Location annotation dataset excerpts
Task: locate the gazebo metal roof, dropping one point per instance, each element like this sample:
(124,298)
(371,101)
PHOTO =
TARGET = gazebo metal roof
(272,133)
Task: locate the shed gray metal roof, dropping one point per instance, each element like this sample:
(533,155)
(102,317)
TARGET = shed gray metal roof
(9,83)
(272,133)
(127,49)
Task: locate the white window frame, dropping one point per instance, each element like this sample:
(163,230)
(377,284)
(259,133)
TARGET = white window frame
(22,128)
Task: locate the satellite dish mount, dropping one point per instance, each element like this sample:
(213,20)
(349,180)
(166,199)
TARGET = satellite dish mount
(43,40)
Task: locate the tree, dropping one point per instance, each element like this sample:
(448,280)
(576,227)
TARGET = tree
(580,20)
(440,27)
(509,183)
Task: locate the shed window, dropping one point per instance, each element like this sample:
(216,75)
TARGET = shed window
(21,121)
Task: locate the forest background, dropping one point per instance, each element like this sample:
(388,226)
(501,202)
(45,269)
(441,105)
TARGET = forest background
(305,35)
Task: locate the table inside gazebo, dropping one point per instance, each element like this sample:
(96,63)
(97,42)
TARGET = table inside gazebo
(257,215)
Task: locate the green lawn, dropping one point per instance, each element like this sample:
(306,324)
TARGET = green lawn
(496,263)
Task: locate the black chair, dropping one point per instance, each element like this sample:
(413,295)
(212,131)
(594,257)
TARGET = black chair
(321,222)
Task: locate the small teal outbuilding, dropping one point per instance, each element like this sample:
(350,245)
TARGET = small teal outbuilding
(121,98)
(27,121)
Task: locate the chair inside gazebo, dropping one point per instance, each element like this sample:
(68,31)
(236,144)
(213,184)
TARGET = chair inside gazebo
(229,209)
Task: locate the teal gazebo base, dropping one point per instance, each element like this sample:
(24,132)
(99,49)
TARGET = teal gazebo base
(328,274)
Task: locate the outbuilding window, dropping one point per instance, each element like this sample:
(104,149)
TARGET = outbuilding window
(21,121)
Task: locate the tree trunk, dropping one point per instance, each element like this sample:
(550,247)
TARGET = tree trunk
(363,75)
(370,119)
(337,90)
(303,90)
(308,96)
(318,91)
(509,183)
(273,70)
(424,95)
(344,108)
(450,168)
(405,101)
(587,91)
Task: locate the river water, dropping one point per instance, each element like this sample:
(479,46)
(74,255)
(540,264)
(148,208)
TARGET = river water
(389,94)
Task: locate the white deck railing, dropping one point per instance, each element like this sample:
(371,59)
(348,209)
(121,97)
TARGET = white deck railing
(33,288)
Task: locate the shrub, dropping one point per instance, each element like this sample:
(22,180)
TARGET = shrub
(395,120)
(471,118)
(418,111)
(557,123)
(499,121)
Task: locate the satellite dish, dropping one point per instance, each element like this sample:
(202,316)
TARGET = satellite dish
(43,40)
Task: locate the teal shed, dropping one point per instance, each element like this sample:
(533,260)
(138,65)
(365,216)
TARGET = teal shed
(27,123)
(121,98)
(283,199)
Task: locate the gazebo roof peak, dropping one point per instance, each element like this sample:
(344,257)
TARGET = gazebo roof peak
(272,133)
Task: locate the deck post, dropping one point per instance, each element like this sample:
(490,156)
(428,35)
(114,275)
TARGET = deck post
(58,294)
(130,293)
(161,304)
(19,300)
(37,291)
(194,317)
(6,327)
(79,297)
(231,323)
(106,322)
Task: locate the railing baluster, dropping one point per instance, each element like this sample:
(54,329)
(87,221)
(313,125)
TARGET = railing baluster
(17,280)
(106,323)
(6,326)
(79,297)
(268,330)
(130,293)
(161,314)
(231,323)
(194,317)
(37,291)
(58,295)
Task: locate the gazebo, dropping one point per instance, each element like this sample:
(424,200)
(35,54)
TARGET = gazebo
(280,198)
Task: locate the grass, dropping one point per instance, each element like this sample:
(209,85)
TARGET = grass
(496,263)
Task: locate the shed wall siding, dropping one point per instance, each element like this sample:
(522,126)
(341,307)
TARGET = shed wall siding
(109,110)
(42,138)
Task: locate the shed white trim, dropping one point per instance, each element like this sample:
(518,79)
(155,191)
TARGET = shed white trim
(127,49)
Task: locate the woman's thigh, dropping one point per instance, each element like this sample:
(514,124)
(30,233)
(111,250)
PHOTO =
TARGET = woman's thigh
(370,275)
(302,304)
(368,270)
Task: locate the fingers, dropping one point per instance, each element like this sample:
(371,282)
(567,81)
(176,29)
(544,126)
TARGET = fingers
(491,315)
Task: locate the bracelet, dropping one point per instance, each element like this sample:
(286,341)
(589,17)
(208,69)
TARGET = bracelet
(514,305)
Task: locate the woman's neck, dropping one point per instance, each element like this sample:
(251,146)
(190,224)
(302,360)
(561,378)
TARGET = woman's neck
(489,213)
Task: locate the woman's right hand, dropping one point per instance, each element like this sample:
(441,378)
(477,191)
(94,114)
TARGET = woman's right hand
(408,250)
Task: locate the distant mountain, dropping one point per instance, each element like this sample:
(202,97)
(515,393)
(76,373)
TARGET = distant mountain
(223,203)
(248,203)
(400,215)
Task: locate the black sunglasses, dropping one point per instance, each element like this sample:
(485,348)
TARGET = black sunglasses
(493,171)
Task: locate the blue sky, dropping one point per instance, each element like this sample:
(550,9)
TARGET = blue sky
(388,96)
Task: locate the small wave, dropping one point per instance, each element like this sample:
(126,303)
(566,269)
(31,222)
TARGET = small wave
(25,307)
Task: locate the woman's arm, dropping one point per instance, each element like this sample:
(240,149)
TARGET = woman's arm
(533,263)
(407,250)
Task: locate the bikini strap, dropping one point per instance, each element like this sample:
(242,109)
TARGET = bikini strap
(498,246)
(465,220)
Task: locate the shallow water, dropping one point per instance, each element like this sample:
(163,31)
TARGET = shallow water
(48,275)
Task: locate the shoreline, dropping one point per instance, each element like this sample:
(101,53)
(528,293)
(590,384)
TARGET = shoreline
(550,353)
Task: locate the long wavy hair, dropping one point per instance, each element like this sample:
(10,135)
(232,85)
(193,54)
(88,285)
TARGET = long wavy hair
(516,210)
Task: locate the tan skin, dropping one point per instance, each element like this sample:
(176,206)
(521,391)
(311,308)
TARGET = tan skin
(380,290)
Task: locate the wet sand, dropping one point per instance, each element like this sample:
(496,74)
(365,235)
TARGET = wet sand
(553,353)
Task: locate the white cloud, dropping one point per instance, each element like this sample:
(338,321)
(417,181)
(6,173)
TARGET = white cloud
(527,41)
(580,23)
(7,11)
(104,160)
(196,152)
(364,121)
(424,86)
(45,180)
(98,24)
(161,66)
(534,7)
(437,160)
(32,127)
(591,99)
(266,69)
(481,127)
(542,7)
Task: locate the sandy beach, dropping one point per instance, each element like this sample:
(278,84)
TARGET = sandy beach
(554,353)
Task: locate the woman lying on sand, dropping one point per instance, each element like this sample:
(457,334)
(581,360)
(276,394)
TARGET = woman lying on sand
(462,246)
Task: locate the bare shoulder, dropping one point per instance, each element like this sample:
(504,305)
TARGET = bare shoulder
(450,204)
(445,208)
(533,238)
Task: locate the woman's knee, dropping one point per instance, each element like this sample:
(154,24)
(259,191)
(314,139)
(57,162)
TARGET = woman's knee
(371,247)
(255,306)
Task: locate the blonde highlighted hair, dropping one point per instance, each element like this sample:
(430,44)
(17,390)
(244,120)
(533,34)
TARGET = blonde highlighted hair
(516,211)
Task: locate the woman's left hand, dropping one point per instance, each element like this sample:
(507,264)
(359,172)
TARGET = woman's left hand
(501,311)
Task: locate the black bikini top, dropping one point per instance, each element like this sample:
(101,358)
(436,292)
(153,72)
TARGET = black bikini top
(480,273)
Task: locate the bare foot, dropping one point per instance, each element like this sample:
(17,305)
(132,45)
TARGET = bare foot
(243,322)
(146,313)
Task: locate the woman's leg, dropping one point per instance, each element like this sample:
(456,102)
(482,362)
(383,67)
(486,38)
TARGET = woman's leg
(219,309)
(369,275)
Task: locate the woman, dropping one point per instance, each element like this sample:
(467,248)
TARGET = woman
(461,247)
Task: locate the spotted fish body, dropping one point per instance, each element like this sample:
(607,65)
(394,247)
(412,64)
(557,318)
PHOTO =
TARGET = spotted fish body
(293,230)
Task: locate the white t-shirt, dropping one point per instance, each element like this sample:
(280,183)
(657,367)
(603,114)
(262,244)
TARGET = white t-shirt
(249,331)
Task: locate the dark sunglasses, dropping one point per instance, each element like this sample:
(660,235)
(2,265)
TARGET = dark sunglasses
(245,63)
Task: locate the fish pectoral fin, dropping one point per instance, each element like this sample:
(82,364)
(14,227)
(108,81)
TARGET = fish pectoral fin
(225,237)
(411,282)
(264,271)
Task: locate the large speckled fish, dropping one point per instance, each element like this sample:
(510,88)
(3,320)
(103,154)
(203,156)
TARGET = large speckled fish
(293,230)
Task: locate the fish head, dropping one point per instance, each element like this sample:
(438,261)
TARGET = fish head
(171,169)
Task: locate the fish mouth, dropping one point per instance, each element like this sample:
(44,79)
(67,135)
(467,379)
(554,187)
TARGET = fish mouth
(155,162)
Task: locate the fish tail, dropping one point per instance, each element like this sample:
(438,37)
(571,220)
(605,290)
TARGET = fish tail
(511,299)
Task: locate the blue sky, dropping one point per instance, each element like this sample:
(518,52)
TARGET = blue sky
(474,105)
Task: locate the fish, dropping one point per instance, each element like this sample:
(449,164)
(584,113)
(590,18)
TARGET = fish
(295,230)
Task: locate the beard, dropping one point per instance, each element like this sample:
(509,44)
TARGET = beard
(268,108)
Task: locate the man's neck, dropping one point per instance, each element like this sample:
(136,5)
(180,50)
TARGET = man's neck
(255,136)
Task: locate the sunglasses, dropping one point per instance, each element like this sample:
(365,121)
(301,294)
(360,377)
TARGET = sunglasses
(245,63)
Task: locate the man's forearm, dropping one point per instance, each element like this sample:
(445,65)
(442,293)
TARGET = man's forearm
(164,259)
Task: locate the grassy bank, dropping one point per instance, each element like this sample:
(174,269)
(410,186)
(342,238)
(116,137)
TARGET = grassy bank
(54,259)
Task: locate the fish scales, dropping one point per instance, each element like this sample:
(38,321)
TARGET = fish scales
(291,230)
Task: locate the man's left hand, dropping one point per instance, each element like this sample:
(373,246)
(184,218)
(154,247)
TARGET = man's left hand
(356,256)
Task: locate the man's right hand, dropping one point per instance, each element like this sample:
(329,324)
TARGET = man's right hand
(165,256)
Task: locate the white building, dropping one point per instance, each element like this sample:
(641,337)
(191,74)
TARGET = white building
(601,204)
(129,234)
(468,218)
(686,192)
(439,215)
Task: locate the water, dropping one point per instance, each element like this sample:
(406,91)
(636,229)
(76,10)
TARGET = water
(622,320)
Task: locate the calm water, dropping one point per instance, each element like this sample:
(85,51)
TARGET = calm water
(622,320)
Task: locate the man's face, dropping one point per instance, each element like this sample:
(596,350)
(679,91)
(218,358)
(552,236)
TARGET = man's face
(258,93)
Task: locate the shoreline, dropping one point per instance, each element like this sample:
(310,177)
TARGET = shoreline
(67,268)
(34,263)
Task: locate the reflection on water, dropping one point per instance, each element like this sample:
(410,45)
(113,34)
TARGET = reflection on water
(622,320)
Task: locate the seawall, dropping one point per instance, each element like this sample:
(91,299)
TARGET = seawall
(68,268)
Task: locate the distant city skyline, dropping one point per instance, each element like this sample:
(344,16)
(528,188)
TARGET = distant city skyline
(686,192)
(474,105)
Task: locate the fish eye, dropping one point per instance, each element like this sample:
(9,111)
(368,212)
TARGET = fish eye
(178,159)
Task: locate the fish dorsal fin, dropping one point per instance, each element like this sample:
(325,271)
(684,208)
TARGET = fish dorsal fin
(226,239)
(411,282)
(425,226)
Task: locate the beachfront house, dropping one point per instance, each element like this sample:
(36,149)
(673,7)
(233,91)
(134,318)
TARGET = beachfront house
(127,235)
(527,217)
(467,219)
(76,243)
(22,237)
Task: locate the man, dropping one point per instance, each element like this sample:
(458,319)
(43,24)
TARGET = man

■ Brief: Starting at the line that contains "Task: locate the reflection", quote each remaining line of the entries above, unchanged.

■ Finished task:
Task: locate the reflection on water, dropping one point per instance, each element like this sample:
(410,45)
(113,34)
TARGET = reflection on water
(622,320)
Task: locate the seawall, dropping one point per instance, each element like this sample:
(91,299)
TARGET = seawall
(68,268)
Task: locate the distant city skyline, dropping one point per instance, each element like this sample:
(344,16)
(528,188)
TARGET = distant city skyline
(686,192)
(474,105)
Task: locate the fish eye, dropping one point per instance, each element like this sample:
(9,111)
(368,212)
TARGET = fish eye
(178,159)
Task: locate the fish dorsal fin, dropping one point per instance, each element like this sample:
(325,271)
(684,208)
TARGET = fish dorsal fin
(226,239)
(411,282)
(425,226)
Task: locate the beachfront house, dropping one point per instance, each element like this sample:
(36,149)
(673,7)
(233,91)
(134,318)
TARGET = beachfront house
(127,235)
(527,217)
(467,219)
(76,243)
(22,237)
Task: locate the man, dropping one point per instance, each element like this sample:
(458,319)
(43,24)
TARGET = man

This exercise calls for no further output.